Activities -
a: The train videos page says James May normally speaks quite clearly. What reason does it give for the problems with his speaking in the clip?
b: Quote the train videos page from "Listening skills. Native" to "pronunciation & vocabulary.".

Provided passage -
▼▼▼

A compilation of train-related videos to help you improve your listening skills and to increase your vocabulary.
Listening skills. Native and non-native speakers talking in English. English subtitles.
Shinkansen – 10 cool facts:
Listening to native and non-native speakers.
High-speed trains in China:
Listening skills. English pronunciation & vocabulary.
London Tube at rush hour:
A glimpse of London life.
Why trains can’t go uphill:
Listening skills. English pronunciation. Science vocabulary.
Kindergarten song – Choo Choo Train
Vocabulary for very young learners.
Travelling – The Trans-Siberian Railway
Write down new expressions / vocabulary.
Do you understand the gist (the main points / keywords)
Would this appeal to you ? Why or why not ?
What would you need to bring ?
Shinkansen:Bullet Train – top ten facts:
This is as much as listening exercise as an engineering one. How much can you understand ? Which presenter is easier to understand, the young lady or the man from USA ?
High-speed trains in China:
London Tube at rush hour:
James May – why can’t trains go uphills ?
What do you think of James’ pronunciation – can you understand all ? Try to copy him.
What is the problem with trains and going up gradients ?
What do they struggle to do ?
What are the scientific reasons for this ?
What was the problem with James May speaking ?
James normally speaks quite clearly, but there were problems. This was due, I feel, to the speed and the amount of language. Look at this conversation analysis: (0. 10 – 0.42):
“And now, ‘Why can’t trains go uphills ?’ Well, the smarter ones amongst you will have recognised already, especially if you’re a qualified railway engineer, this is a bit of a trick question because of course, train can go uphills … they’re just not very good at it.

▲▲▲

Extracted entries -
▼▼▼

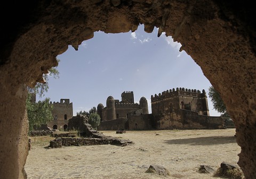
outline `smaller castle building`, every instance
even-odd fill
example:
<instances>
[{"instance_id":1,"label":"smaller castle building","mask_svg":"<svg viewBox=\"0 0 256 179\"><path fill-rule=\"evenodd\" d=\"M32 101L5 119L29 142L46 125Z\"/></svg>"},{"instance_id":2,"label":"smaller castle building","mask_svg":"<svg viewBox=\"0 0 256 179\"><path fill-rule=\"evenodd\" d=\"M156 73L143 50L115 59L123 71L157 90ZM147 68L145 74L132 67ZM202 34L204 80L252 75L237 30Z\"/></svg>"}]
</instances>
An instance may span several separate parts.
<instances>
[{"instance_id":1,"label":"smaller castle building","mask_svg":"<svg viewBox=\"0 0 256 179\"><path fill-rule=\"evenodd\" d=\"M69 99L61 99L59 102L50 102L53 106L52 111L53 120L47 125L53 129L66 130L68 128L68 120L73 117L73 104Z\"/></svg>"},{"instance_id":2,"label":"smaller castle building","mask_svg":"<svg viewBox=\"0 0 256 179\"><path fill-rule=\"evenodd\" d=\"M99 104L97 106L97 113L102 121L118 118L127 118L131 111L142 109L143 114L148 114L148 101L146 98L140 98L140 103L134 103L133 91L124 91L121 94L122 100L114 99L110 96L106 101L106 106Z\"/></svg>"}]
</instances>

▲▲▲

Answers to each task -
a: The writer attributes the problems to the speed of his speech and the amount of language he uses.

b:
Listening skills. Native and non-native speakers talking in English. English subtitles.
Shinkansen – 10 cool facts:
Listening to native and non-native speakers.
High-speed trains in China:
Listening skills. English pronunciation & vocabulary.